───── Material shown

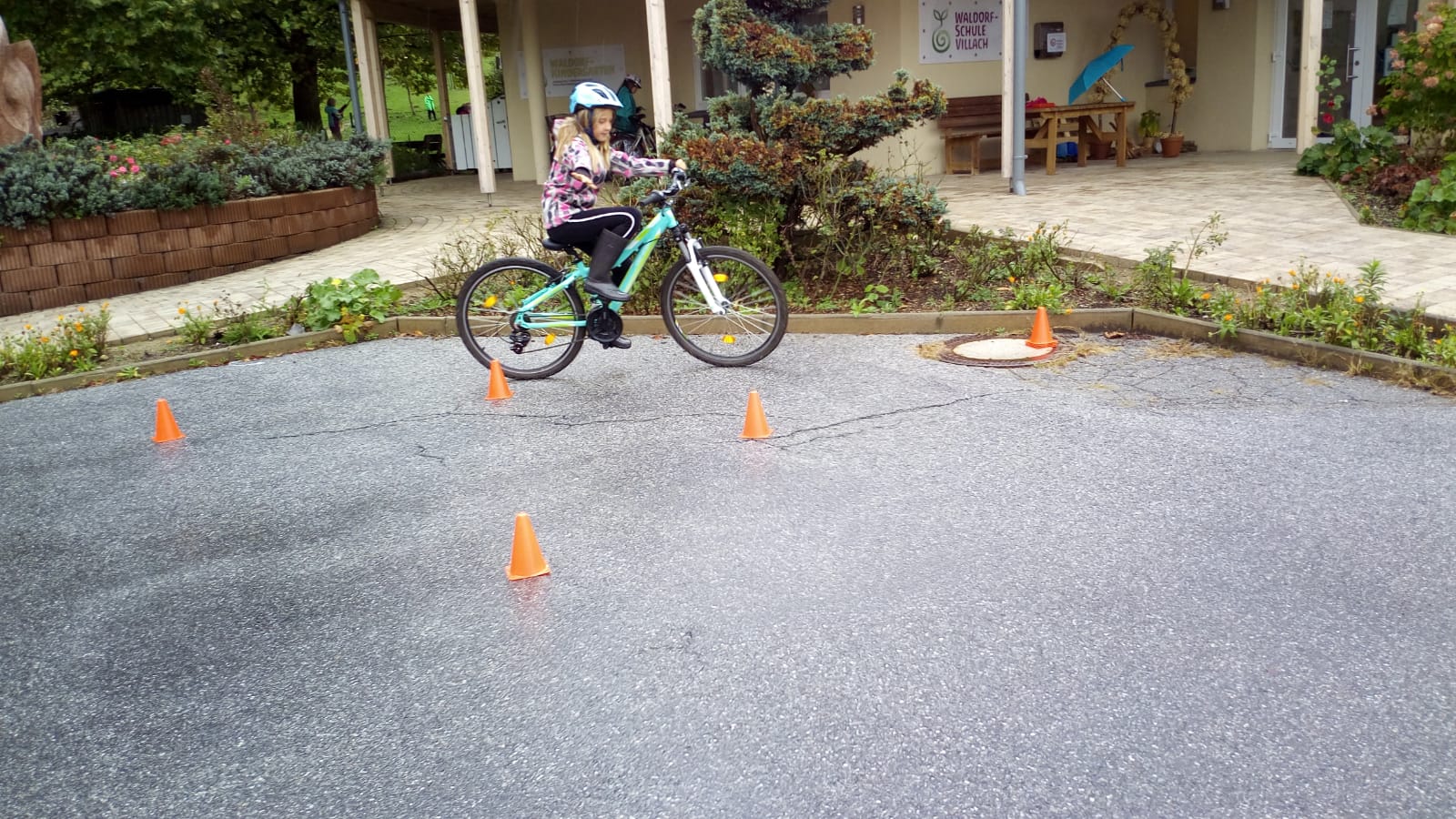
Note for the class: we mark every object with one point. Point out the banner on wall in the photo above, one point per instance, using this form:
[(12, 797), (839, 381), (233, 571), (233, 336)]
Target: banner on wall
[(565, 67), (960, 31)]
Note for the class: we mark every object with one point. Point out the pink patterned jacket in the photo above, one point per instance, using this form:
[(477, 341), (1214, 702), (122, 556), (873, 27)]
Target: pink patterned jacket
[(567, 196)]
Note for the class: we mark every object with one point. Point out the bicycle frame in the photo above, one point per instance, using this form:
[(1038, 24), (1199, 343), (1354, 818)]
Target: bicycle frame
[(638, 249)]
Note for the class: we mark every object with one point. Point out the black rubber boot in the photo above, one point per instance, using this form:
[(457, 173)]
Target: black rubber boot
[(604, 256)]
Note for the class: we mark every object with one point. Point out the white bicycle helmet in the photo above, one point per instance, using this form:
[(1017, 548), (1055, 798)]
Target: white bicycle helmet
[(593, 95)]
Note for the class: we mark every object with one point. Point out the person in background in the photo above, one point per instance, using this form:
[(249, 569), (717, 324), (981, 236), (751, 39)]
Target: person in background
[(335, 116), (630, 116)]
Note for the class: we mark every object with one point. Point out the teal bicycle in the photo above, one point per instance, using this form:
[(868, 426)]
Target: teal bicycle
[(721, 305)]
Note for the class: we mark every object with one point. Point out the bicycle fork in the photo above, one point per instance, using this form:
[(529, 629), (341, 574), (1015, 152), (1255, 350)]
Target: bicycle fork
[(703, 278)]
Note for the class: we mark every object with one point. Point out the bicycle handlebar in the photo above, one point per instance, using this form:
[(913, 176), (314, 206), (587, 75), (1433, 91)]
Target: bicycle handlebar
[(676, 187)]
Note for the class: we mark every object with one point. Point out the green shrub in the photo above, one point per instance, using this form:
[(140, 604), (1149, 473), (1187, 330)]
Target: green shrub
[(77, 178), (1433, 205), (1354, 153), (349, 303)]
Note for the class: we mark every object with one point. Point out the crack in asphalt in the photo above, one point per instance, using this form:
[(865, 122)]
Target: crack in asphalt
[(871, 417)]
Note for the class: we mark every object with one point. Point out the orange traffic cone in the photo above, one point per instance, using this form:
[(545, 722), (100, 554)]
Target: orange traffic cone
[(754, 426), (499, 387), (526, 552), (1041, 331), (167, 424)]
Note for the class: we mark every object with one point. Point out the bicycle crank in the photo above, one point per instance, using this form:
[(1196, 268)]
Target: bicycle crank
[(603, 325), (519, 339)]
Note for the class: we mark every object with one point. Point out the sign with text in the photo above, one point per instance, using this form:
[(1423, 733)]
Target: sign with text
[(960, 31), (565, 67)]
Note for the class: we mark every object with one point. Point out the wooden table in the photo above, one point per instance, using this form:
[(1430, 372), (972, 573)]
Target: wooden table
[(1062, 123)]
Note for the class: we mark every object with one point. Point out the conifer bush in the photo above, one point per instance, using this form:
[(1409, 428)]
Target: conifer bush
[(783, 152)]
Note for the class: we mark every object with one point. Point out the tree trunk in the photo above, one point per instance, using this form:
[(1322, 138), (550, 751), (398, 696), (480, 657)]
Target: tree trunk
[(308, 114)]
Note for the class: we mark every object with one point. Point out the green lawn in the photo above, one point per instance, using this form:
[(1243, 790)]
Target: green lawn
[(410, 124)]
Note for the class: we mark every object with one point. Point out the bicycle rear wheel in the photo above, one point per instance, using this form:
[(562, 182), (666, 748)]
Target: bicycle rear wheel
[(754, 322), (488, 307)]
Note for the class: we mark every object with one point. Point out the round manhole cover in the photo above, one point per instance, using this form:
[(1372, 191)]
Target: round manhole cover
[(986, 351)]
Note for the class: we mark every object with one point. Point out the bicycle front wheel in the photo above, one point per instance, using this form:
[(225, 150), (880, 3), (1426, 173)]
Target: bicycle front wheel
[(488, 319), (756, 318)]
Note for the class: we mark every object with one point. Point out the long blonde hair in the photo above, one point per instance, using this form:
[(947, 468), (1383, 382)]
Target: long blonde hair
[(580, 126)]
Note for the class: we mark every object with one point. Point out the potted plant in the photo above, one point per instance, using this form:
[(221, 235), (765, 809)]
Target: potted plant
[(1149, 126)]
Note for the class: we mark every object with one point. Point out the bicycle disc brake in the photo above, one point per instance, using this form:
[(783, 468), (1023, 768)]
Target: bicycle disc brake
[(603, 325), (519, 339)]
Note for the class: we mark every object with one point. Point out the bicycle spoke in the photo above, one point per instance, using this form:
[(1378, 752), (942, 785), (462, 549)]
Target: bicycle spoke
[(754, 319), (488, 318)]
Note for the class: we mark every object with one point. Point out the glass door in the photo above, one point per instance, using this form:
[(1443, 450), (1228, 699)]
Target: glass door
[(1347, 38)]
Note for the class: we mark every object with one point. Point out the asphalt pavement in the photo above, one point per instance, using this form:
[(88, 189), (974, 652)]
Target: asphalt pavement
[(1142, 583)]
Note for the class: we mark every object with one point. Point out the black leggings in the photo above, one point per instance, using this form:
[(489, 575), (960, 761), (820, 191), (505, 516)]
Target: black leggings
[(581, 230)]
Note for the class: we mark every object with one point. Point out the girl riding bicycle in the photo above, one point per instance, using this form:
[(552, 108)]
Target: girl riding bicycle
[(584, 160)]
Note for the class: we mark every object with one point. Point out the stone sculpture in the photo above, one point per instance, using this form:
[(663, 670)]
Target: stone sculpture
[(19, 89)]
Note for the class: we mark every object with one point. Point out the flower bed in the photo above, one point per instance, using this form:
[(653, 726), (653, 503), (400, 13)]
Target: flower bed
[(98, 257)]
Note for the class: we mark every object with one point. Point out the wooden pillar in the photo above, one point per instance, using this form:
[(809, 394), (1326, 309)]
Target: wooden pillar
[(480, 106), (371, 77), (1008, 85), (443, 95), (659, 65), (535, 85)]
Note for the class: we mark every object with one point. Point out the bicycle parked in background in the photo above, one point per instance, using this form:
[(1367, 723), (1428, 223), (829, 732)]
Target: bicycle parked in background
[(640, 143), (721, 305)]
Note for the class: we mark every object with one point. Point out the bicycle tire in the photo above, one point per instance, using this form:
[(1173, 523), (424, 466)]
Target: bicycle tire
[(484, 309), (761, 312)]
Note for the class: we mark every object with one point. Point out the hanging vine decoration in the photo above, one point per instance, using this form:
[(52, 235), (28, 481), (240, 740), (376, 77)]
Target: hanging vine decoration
[(1178, 85)]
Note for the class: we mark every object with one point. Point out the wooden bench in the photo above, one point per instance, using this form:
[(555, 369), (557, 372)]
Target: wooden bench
[(966, 121)]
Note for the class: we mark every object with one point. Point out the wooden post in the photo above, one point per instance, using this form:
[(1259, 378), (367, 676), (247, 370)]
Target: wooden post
[(659, 66), (1008, 86), (441, 96), (535, 85), (480, 106)]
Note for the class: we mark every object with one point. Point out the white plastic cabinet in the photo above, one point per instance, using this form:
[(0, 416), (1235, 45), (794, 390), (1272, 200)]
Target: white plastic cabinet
[(462, 136)]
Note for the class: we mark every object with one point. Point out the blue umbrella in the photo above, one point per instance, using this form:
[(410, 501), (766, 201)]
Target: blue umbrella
[(1099, 65)]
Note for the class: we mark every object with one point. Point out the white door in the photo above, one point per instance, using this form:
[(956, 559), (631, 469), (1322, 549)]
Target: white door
[(1349, 38)]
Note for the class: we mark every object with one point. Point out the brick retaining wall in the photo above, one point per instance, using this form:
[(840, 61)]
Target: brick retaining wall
[(84, 259)]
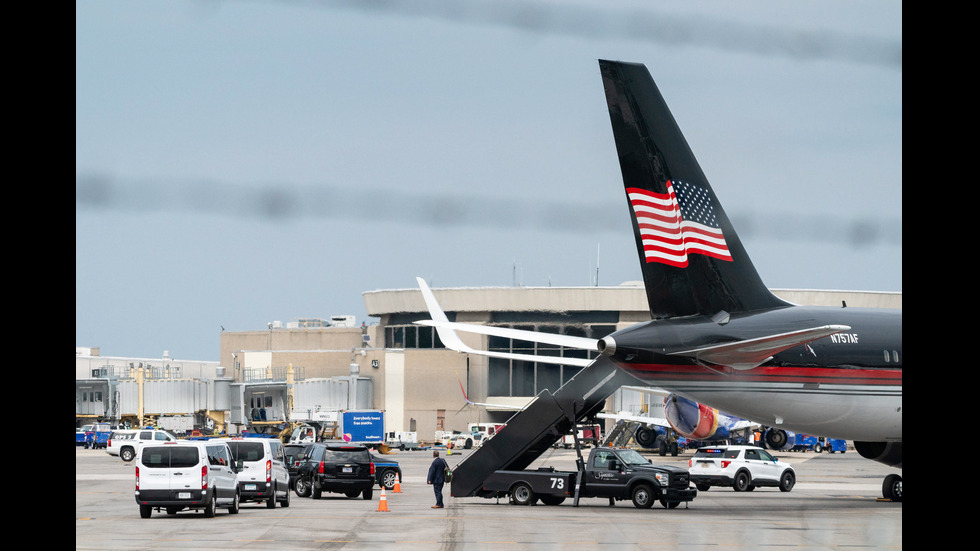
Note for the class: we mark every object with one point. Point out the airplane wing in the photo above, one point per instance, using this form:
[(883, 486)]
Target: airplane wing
[(744, 354), (447, 334), (645, 419), (750, 353), (469, 402)]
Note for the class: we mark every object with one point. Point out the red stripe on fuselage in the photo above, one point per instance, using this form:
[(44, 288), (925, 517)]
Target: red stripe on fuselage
[(768, 374)]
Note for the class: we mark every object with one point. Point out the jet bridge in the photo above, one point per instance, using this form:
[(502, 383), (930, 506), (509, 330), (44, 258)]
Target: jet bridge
[(533, 430)]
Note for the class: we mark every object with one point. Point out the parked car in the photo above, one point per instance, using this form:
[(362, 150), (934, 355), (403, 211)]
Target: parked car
[(125, 443), (339, 468), (744, 468), (387, 471), (264, 477), (294, 457), (186, 475)]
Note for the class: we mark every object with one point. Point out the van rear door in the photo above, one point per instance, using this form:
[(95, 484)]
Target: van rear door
[(173, 468)]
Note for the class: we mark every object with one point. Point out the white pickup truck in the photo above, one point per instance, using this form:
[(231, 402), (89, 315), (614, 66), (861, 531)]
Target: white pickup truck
[(125, 443)]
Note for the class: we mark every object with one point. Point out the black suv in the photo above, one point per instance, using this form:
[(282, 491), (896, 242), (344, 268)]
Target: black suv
[(339, 468)]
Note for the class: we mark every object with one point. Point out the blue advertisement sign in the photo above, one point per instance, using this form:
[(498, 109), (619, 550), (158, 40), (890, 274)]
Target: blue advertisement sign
[(363, 426)]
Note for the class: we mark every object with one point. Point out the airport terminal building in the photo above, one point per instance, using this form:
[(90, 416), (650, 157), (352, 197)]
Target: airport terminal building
[(306, 368)]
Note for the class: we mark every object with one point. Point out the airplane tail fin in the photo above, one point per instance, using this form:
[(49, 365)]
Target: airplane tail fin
[(692, 260)]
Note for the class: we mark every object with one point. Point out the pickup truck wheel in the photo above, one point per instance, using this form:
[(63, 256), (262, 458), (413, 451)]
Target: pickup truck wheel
[(522, 494), (302, 487), (552, 500), (891, 488), (742, 482), (642, 496), (787, 481)]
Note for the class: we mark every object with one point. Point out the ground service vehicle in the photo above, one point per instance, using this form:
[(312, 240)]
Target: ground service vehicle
[(125, 443), (294, 457), (339, 468), (616, 474), (743, 468), (264, 477), (387, 471), (186, 475), (82, 435)]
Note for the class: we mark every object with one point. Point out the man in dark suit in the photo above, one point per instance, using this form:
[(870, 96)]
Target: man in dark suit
[(437, 477)]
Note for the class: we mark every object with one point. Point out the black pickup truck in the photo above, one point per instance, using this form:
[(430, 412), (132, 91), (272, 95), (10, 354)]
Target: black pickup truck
[(614, 473)]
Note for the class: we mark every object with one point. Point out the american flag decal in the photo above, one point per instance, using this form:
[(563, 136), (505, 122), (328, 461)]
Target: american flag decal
[(674, 225)]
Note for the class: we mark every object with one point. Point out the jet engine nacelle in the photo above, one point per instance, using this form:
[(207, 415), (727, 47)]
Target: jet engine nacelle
[(779, 439), (889, 453), (692, 419)]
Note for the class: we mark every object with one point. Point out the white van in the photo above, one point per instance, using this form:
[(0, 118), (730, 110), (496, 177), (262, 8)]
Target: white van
[(264, 477), (186, 475), (125, 443)]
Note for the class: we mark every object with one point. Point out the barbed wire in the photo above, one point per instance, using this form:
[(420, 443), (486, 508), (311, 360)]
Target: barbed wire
[(281, 203)]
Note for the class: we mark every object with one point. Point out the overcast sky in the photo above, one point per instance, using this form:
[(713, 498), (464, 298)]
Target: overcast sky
[(242, 162)]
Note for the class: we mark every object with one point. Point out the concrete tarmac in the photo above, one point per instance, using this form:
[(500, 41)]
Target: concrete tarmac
[(835, 503)]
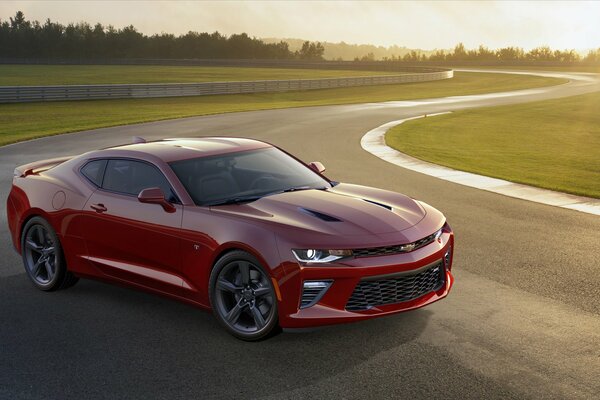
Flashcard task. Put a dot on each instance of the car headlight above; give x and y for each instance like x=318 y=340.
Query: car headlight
x=320 y=256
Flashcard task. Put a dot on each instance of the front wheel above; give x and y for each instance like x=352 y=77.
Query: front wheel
x=43 y=257
x=242 y=296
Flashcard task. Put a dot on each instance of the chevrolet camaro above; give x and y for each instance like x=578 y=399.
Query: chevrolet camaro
x=234 y=225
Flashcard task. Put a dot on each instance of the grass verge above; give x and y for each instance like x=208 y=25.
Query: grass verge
x=553 y=144
x=32 y=75
x=31 y=120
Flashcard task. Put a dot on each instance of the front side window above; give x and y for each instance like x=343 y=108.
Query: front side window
x=131 y=177
x=244 y=175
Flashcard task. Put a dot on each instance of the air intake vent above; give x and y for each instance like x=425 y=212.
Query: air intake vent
x=312 y=291
x=379 y=204
x=319 y=215
x=373 y=292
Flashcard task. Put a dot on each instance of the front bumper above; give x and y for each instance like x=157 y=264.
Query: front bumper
x=332 y=306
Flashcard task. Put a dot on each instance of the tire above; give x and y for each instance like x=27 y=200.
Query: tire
x=43 y=257
x=242 y=297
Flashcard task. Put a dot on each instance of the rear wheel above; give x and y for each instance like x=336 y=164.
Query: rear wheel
x=43 y=257
x=242 y=296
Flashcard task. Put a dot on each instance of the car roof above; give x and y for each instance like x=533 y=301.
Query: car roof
x=176 y=149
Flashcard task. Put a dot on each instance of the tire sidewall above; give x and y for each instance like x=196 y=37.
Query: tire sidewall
x=219 y=265
x=60 y=264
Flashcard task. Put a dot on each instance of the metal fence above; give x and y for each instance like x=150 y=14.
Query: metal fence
x=18 y=94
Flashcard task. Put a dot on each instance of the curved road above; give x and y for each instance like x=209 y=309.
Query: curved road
x=522 y=321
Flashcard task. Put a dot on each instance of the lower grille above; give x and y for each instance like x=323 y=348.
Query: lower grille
x=396 y=289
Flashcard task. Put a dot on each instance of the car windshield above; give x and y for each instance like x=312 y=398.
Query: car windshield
x=244 y=176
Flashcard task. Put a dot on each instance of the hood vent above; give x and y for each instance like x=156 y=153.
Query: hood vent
x=379 y=204
x=321 y=216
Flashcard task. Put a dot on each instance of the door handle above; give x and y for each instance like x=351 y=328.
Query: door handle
x=99 y=208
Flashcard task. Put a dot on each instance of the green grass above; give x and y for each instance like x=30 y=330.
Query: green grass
x=574 y=68
x=32 y=75
x=553 y=144
x=30 y=120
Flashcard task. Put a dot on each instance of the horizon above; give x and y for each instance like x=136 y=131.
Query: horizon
x=529 y=24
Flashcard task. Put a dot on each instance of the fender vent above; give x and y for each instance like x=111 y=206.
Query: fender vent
x=321 y=216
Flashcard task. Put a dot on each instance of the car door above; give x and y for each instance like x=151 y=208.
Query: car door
x=133 y=241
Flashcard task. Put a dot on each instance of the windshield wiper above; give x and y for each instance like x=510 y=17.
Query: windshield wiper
x=295 y=188
x=235 y=200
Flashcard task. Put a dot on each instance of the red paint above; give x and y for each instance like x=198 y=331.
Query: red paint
x=170 y=248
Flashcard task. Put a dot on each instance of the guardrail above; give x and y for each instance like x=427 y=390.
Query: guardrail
x=19 y=94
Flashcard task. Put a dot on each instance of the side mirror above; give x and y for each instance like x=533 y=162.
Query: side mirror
x=317 y=167
x=155 y=196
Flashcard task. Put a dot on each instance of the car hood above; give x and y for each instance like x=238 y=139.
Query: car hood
x=342 y=210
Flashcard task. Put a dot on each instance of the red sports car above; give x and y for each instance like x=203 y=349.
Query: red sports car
x=234 y=225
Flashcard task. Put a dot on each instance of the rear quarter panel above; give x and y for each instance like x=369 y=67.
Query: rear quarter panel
x=58 y=196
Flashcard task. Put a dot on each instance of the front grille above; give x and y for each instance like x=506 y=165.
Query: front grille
x=370 y=293
x=400 y=248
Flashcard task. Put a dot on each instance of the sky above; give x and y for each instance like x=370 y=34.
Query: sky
x=415 y=24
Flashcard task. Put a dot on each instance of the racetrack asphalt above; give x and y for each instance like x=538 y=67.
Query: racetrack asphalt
x=522 y=320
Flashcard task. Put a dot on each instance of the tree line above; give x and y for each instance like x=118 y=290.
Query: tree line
x=486 y=55
x=21 y=38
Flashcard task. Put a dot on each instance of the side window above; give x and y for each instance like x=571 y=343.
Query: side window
x=131 y=177
x=94 y=171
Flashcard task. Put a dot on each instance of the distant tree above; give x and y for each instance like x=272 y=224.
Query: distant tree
x=593 y=56
x=311 y=51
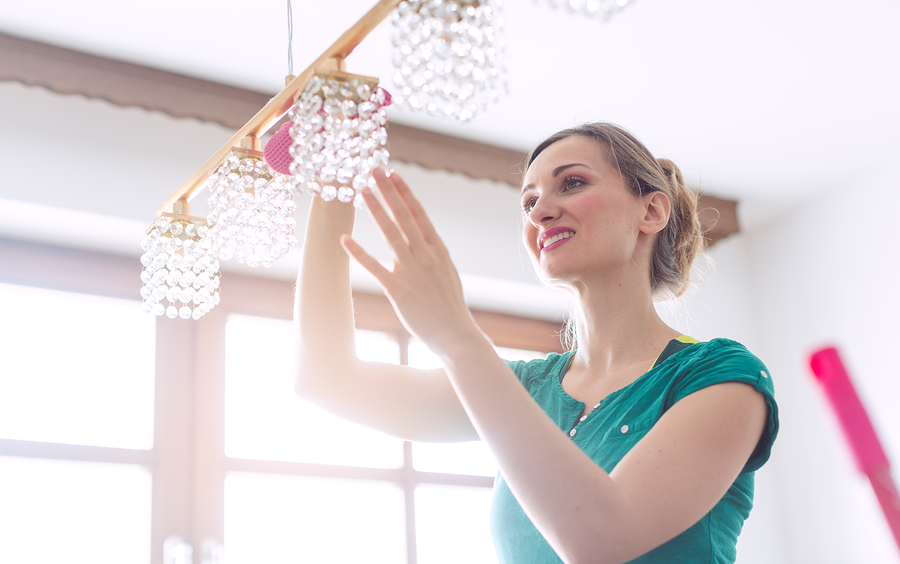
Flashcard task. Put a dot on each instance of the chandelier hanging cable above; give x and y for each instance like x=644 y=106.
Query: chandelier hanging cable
x=290 y=40
x=447 y=55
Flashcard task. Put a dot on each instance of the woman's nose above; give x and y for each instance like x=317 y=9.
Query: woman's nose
x=544 y=210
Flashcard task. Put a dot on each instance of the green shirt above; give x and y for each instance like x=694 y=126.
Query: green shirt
x=620 y=421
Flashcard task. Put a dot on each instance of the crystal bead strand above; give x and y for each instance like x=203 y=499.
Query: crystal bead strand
x=339 y=137
x=251 y=211
x=178 y=268
x=447 y=56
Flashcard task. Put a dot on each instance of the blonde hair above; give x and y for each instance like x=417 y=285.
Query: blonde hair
x=681 y=241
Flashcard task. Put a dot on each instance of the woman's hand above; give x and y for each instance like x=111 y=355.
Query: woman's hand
x=423 y=285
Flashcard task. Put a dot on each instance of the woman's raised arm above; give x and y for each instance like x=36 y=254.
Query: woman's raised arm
x=402 y=401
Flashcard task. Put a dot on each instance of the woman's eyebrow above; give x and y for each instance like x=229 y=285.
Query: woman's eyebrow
x=556 y=172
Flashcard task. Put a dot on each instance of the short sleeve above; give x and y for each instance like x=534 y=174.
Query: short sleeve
x=729 y=361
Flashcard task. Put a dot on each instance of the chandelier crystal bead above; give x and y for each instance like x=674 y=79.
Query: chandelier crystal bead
x=604 y=9
x=447 y=56
x=251 y=211
x=339 y=136
x=180 y=277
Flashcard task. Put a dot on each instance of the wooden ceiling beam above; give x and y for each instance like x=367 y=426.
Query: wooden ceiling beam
x=66 y=71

──────────

▶ _Task directions_
Please set down these lines verbatim, starting at the line that contains "like x=533 y=301." and ending at the line that contains "x=235 y=200", with both of those lines included. Copy only that stretch, character for character.

▶ _Response_
Flashcard task. Put a dot on each instance of the car roof above; give x and y for each instance like x=533 y=301.
Query: car roof
x=176 y=149
Flashcard task. Put a dot on each instance of the tire sidewall above; give x and y for each instance like x=196 y=37.
Query: tire sidewall
x=219 y=265
x=60 y=264
Flashcard task. Put a dot on each instance of the metal fence above; give x and y for each instance like x=150 y=14.
Query: metal fence
x=18 y=94
Flashcard task. Put a dot on each instance of the curved road above; give x and y for each instance like x=209 y=309.
Query: curved road
x=522 y=321
Flashcard task. Put a dot on each instance of the lower grille above; give x and y for each instance like x=323 y=348.
Query: lower grille
x=396 y=289
Flashcard task. Put a dot on each instance of the car windshield above; give x and y for each instance like x=312 y=398.
Query: car windshield
x=244 y=176
Flashcard task. Put a dot on each instance of the hood vent above; give x and y for each instance like x=156 y=153.
Query: hood vent
x=379 y=204
x=321 y=216
Flashcard task. Put a dot on each instance of the door handle above; give x and y for each instance like x=351 y=328.
Query: door handle
x=99 y=208
Flashcard task. Put a dot on each instance of the green grass above; give x and y for each instance like x=30 y=330.
Query: green grass
x=574 y=68
x=32 y=75
x=553 y=144
x=30 y=120
Flashcard task. Put a dot on each instance of the horizon above; give x and y for each instance like x=136 y=131.
Query: horizon
x=529 y=24
Flashcard task. Put a dot on each instance of the fender vent above; give x and y for each instance like x=111 y=206.
Query: fender vent
x=321 y=216
Flashcard task. Put a dot on each instance of the car door above; give x and y for each instance like x=151 y=208.
Query: car door
x=133 y=241
Flashcard task. Put a dot on each instance of the windshield wiper above; give x and y for each instance like x=510 y=17.
Query: windshield wiper
x=295 y=188
x=235 y=200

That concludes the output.